• _WHAT THE TASK REQUIRES_: Return every line of the records below verbatim, with no pictures in the copy.

Entries from a dataset:

╭──

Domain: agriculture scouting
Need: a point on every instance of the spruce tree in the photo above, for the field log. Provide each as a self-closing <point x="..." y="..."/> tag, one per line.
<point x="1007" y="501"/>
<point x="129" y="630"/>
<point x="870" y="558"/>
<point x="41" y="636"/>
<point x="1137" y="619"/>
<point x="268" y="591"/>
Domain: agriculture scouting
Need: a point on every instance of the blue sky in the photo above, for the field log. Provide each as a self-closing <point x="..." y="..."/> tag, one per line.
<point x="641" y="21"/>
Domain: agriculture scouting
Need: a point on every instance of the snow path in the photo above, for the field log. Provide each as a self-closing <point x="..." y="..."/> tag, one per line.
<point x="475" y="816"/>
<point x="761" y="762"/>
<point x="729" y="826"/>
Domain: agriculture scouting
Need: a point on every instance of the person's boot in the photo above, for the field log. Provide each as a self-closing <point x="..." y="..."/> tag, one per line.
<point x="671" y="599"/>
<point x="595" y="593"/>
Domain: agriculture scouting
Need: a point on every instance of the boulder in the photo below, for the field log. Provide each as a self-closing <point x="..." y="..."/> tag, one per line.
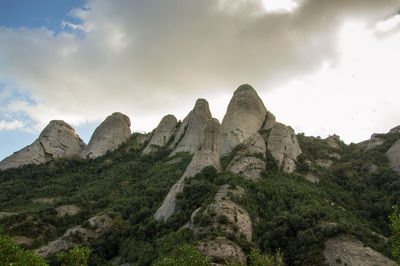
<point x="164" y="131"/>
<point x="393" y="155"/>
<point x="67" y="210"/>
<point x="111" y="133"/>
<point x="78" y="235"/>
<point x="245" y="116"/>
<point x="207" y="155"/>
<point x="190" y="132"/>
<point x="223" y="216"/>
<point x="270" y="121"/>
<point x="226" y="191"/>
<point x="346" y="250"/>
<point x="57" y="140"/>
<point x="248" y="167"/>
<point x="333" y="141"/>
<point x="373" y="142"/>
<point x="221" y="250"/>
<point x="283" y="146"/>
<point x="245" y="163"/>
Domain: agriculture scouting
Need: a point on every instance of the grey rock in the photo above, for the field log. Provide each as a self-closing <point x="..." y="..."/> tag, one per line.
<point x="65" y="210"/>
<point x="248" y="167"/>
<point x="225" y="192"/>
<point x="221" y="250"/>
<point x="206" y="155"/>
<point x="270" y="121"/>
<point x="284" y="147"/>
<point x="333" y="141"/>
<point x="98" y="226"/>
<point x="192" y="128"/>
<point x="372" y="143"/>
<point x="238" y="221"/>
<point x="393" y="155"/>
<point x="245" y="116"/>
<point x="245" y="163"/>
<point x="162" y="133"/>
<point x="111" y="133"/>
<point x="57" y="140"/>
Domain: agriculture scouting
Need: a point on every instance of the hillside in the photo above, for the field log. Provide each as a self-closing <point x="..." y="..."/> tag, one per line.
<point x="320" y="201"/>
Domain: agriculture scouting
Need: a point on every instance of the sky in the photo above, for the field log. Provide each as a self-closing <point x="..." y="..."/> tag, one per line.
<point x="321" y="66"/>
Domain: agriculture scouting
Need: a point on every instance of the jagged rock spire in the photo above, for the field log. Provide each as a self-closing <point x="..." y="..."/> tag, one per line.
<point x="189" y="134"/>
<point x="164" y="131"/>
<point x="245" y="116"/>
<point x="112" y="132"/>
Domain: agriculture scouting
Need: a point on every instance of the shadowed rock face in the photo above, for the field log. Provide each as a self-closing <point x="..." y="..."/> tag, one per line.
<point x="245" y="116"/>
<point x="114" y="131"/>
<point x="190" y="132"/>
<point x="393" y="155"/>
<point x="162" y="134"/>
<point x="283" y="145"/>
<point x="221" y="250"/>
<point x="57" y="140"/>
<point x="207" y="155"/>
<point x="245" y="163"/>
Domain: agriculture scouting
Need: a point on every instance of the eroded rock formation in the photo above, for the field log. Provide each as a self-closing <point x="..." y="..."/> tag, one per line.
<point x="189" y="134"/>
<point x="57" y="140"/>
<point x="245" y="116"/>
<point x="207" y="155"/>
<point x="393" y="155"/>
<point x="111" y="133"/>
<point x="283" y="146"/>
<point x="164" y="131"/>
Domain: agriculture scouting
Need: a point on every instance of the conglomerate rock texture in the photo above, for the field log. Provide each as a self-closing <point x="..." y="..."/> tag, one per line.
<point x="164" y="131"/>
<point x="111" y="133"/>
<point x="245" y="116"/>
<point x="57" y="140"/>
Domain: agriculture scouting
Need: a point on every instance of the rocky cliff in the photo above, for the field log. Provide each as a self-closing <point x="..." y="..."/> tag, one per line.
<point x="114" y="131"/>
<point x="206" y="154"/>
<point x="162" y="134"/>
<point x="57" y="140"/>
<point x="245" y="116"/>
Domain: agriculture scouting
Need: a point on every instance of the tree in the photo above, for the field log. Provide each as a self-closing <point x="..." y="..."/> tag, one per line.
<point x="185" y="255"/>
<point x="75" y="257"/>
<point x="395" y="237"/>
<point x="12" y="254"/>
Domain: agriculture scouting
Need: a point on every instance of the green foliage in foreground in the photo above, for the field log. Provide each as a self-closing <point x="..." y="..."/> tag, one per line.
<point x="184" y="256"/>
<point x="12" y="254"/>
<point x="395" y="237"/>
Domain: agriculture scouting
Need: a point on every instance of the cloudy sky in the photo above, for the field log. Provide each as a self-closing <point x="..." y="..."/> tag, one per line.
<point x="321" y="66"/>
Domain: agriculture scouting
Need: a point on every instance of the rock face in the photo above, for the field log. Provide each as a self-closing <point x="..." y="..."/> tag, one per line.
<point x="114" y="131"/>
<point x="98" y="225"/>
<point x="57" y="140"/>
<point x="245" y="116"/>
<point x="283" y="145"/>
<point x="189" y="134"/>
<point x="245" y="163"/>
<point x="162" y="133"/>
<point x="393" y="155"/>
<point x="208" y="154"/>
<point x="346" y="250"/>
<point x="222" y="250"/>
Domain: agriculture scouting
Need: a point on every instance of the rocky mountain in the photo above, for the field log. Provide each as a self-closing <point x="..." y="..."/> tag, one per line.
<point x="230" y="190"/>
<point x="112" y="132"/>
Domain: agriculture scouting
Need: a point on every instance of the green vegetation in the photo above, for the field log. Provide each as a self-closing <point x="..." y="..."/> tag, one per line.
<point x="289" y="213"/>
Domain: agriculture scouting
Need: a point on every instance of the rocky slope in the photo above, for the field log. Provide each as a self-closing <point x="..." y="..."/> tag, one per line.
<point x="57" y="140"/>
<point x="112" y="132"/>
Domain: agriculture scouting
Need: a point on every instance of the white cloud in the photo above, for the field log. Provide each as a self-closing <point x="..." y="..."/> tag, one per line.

╰──

• _WORKED SOLUTION_:
Domain: agriculture scouting
Need: a point on every instance of the spruce tree in the photo above, for the field log. Provide each as a self-closing <point x="..." y="..."/> tag, one per line.
<point x="1007" y="501"/>
<point x="129" y="630"/>
<point x="870" y="558"/>
<point x="41" y="636"/>
<point x="1137" y="619"/>
<point x="268" y="591"/>
Domain: agriculture scouting
Need: a point on every instance of the blue sky in the photo above, for the field log. Provide each as a self-closing <point x="..." y="..."/> tag, one per line.
<point x="641" y="21"/>
Domain: agriculture scouting
Need: a point on every instance of the snow path in the photo above, for the field log. Provide each as a self-closing <point x="..." y="..."/> tag, one per line.
<point x="475" y="816"/>
<point x="761" y="762"/>
<point x="729" y="826"/>
Domain: agriculture scouting
Need: a point on every instance of the person's boot in the photo above, for the field log. Provide each as a self-closing <point x="..." y="..."/> tag, one per line.
<point x="671" y="599"/>
<point x="595" y="593"/>
Domain: agriculture scouting
Need: a point on every instance of the boulder in the photo below, for the field log. Provide each as a self-closing <point x="..." y="..."/> tag, one per line.
<point x="164" y="131"/>
<point x="393" y="155"/>
<point x="67" y="210"/>
<point x="111" y="133"/>
<point x="78" y="235"/>
<point x="245" y="116"/>
<point x="207" y="155"/>
<point x="190" y="132"/>
<point x="223" y="216"/>
<point x="270" y="121"/>
<point x="226" y="191"/>
<point x="346" y="250"/>
<point x="57" y="140"/>
<point x="248" y="167"/>
<point x="333" y="141"/>
<point x="373" y="142"/>
<point x="221" y="250"/>
<point x="283" y="146"/>
<point x="245" y="163"/>
Domain: agriculture scouting
Need: a point on every instance of the grey rock in the photo above, for the field log. Provide each as a self-closing <point x="..." y="..."/> tag, one per line.
<point x="65" y="210"/>
<point x="248" y="167"/>
<point x="225" y="192"/>
<point x="221" y="250"/>
<point x="206" y="155"/>
<point x="270" y="121"/>
<point x="284" y="147"/>
<point x="333" y="141"/>
<point x="98" y="226"/>
<point x="192" y="128"/>
<point x="372" y="143"/>
<point x="238" y="221"/>
<point x="393" y="155"/>
<point x="245" y="116"/>
<point x="245" y="163"/>
<point x="162" y="133"/>
<point x="111" y="133"/>
<point x="57" y="140"/>
Domain: agriculture scouting
Need: a point on every instance of the hillside in the photo above, for the field log. Provide each as a self-closing <point x="..." y="..."/> tag, one per line.
<point x="320" y="201"/>
Domain: agriculture scouting
Need: a point on every instance of the sky in the photo above, for the field log. Provide each as a self-closing <point x="..." y="..."/> tag, one per line.
<point x="321" y="66"/>
Domain: agriculture scouting
Need: a point on every instance of the jagged rock spire in the photo above, for the field log. Provide each as a self-closing <point x="..." y="..."/> tag, one per line.
<point x="189" y="134"/>
<point x="164" y="131"/>
<point x="245" y="116"/>
<point x="112" y="132"/>
Domain: agriculture scouting
Need: a point on every instance of the shadowed rock face in the photo above, for the field log. Provide each as a self-closing <point x="..." y="..."/> tag, one per line.
<point x="245" y="116"/>
<point x="114" y="131"/>
<point x="190" y="132"/>
<point x="393" y="155"/>
<point x="162" y="134"/>
<point x="283" y="145"/>
<point x="221" y="250"/>
<point x="57" y="140"/>
<point x="207" y="155"/>
<point x="245" y="163"/>
Domain: agriculture scouting
Need: a point on every instance of the eroded rock formation in the photo above, for the field log. Provide each as a self-closing <point x="..." y="..."/> tag, one per line.
<point x="189" y="134"/>
<point x="57" y="140"/>
<point x="245" y="116"/>
<point x="207" y="155"/>
<point x="393" y="155"/>
<point x="111" y="133"/>
<point x="283" y="146"/>
<point x="164" y="131"/>
Domain: agriculture scouting
Need: a point on every instance of the conglomerate rock texture in the photo above, for the field log. Provide each as a self-closing <point x="..." y="..."/> tag, one per line.
<point x="164" y="131"/>
<point x="111" y="133"/>
<point x="245" y="116"/>
<point x="57" y="140"/>
Domain: agriculture scouting
Need: a point on every instance of the rocky cliff in the photo above, for the field log. Provide each as a self-closing <point x="..." y="..."/> tag, one per line.
<point x="114" y="131"/>
<point x="206" y="154"/>
<point x="162" y="134"/>
<point x="57" y="140"/>
<point x="245" y="116"/>
Domain: agriculture scouting
Need: a point on every instance of the tree in the photo above, for the field log. Provide each as a self-closing <point x="..." y="..."/> tag, one per line.
<point x="185" y="255"/>
<point x="75" y="257"/>
<point x="395" y="237"/>
<point x="12" y="254"/>
Domain: agriculture scouting
Need: a point on every instance of the green foliage in foreground in the photo above, for the field log. Provide each as a self-closing <point x="..." y="..."/> tag, one per line.
<point x="184" y="256"/>
<point x="12" y="254"/>
<point x="395" y="237"/>
Domain: agriculture scouting
Need: a point on every instance of the cloudy sky in the photo above, for the field log. Provide each as a self-closing <point x="..." y="..."/> tag, one per line.
<point x="321" y="66"/>
Domain: agriculture scouting
Need: a point on every instance of the rock face in the photo above, for the field log. Provide each as a self-closing <point x="..." y="..."/> tag, one per line.
<point x="114" y="131"/>
<point x="98" y="225"/>
<point x="57" y="140"/>
<point x="245" y="116"/>
<point x="283" y="145"/>
<point x="189" y="134"/>
<point x="245" y="163"/>
<point x="162" y="133"/>
<point x="393" y="155"/>
<point x="208" y="154"/>
<point x="346" y="250"/>
<point x="222" y="250"/>
Domain: agriculture scouting
Need: a point on every instance of the rocky mountain in the photo above, for the field log. Provide each as a self-closing <point x="..." y="..."/> tag, one per line.
<point x="230" y="190"/>
<point x="112" y="132"/>
Domain: agriculture scouting
Need: a point on every instance of the green vegetation in the photo above, for the field log. Provide each as a self-closing <point x="..." y="..."/> tag, one per line.
<point x="289" y="213"/>
Domain: agriculture scouting
Need: a point on every instance of the rocky slope in the photo above, for the field log. Provide each as a self-closing <point x="..." y="..."/> tag, one per line.
<point x="57" y="140"/>
<point x="112" y="132"/>
Domain: agriculture scouting
Need: a point on every instance of the white cloud in the photo above, for the field log. Provide each as a self-closing <point x="..." y="..."/> tag, one per line.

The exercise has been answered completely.